_Short problem A_:
Using the article on football player Daniel Valente, answer these questions:
(i) In which round and at what overall pick was he taken in the 2022 CFL draft?
(ii) For which junior team did he play, and in which league?
(iii) On what date did he represent Team Canada in the U-19 International Bowl?
_Short problem B_:
Carry on the article about football player Daniel Valente, picking up after its last sentence.

┌─ Reading passage

Daniel Valente

Profile
- Position: Defensive back

Personal information
- Born: October 23, 1999 (age 26) London, Ontario, Canada
- Listed height: 5 ft 10 in (1.78 m)
- Listed weight: 180 lb (82 kg)

Career information
- High school: Catholic Central (London)
- University: Western (2017–2022)
- CFL draft: 2022: 4th round, 31st overall pick

Career history
- 2022–2023: Ottawa Redblacks*
- 2023: Montreal Alouettes*
- 2023: Toronto Argonauts
- * Offseason and/or practice squad member only

Awards and highlights
- 2× Vanier Cup champion (2017, 2021); 2× First-team All-Canadian (2021–2022); 2× First-team OUA (2021–2022);
- Stats at CFL.ca

= Daniel Valente =

Canadian football player (born 1999)

Daniel Valente Jr. (born October 23, 1999) is a Canadian professional football defensive back. He played U Sports football at Western. He has been a member of the Ottawa Redblacks, Montreal Alouettes, and Toronto Argonauts of the Canadian Football League (CFL).

==Early life==
Daniel Valente Jr. played high school football at Catholic Central High School in London, Ontario. He played junior football for the London Junior Mustangs of the Ontario Varsity Football League (OVFL) and was a multi-time OVFL all-star. Valente also represented Team Canada in the U-19 International Bowl against the United States on January 28, 2017.

└─
┌─ Dataset records

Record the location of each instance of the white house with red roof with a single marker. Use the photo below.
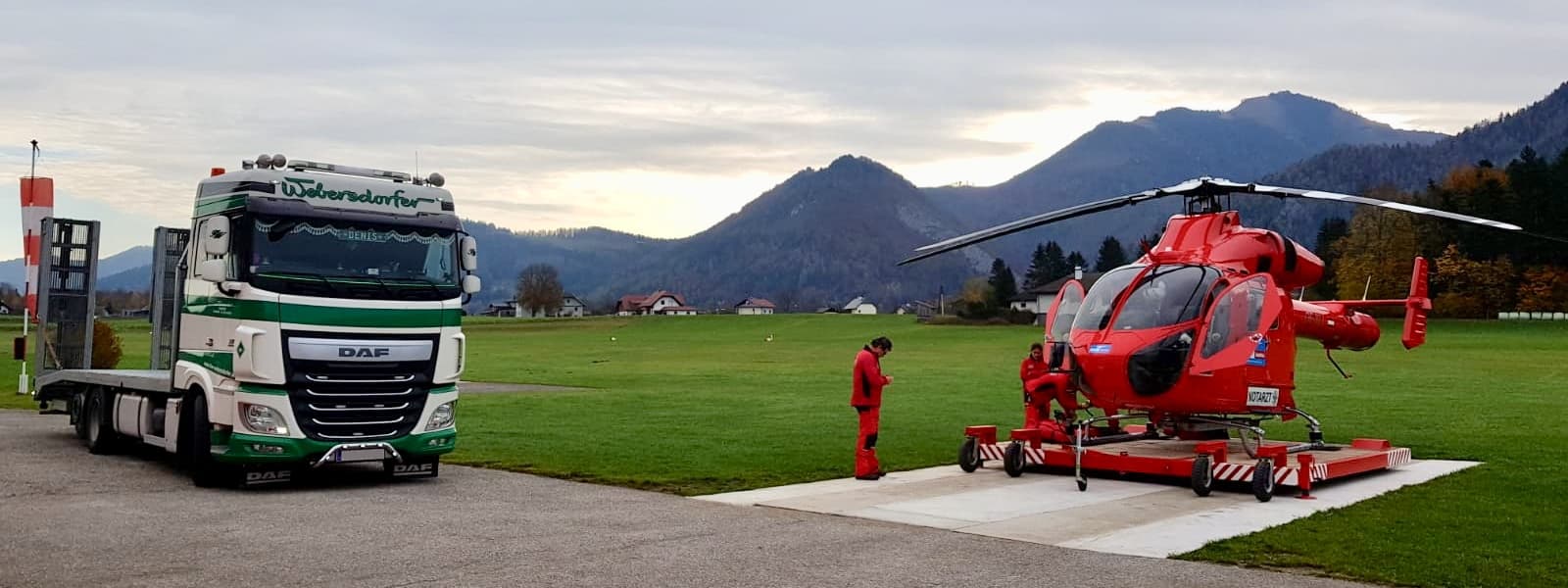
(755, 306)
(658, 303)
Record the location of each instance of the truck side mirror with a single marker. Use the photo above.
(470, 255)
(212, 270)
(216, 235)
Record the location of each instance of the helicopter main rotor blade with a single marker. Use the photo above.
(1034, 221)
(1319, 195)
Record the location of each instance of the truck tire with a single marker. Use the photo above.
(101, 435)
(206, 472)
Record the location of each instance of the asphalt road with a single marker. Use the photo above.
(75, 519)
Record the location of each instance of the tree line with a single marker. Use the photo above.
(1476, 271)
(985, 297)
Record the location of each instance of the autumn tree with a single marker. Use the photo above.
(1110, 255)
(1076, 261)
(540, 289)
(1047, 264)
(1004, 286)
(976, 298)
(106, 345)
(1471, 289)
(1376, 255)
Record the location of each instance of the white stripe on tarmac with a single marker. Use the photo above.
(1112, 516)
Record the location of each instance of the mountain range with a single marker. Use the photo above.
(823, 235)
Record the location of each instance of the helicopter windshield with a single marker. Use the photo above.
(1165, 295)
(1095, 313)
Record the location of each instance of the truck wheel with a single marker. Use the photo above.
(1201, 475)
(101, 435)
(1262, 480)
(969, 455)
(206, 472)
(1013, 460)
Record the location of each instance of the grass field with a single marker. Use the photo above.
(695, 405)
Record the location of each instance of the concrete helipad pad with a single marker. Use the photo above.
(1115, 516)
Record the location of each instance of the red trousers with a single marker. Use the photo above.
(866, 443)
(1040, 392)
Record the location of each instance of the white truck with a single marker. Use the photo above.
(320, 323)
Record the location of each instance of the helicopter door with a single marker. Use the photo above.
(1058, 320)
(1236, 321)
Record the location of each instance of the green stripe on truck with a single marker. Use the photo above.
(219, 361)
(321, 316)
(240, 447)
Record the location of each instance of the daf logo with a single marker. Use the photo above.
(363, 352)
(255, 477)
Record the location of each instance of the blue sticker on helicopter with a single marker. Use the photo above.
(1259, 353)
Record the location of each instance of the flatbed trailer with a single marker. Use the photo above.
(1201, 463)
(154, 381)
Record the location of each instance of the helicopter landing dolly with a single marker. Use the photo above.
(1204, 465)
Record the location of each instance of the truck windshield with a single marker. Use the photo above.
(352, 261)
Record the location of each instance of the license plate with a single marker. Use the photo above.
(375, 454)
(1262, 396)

└─

_Exercise response A_:
(i) 4th round, 31st overall pick.
(ii) The London Junior Mustangs of the Ontario Varsity Football League (OVFL).
(iii) January 28, 2017.

_Exercise response B_:
==University career==
Valente played U Sports football at Western from 2017 to 2022. Western won the 53rd Vanier Cup in 2017 and the 56th Vanier Cup in 2021. In 2021, Valente earned first team All-Canadian and first team All-Ontario University Athletics (OUA) honors while also being named the Outstanding Defensive Player of the Game of the 56th Vanier Cup. After spending time with the Ottawa Redblacks of the Canadian Football League (CFL), Valente returned to Western for his final season of U Sports football in 2022. In 2022, he again garnered first team All-Canadian and first team All-OUA recognition while also being named the OUA's Outstanding Stand-Up Defensive Player of the Year.

==Professional career==

Valente was selected by the Ottawa Redblacks of the Canadian Football League (CFL) in the fourth round, with the 31st overall pick, of the 2022 CFL draft. He signed with the team on May 9, 2022. He was moved to the practice roster on June 5, released from the practice roster on July 7, re-signed to the practice roster on July 12, and released from the practice roster on July 19, 2022, returning to Western for his final season of U Sports football. Valente re-signed with the Redblacks on December 7, 2022. He was released on June 9, 2023, and signed to the practice roster on June 26 before being released on August 15, 2023.

Valente was signed to the practice roster of the Montreal Alouettes on August 29, 2023, and released by the team on September 28, 2023.

Valente was signed to the Toronto Argonauts' practice roster on October 2, 2023. He was promoted to the active roster on October 27 and dressed in one game for the Argonauts but did not record any statistics. He was placed on injured reserve on November 10, 2023. Valente re-signed with the team for the 2024 season, but was released at the start of training camp on May 15, 2024.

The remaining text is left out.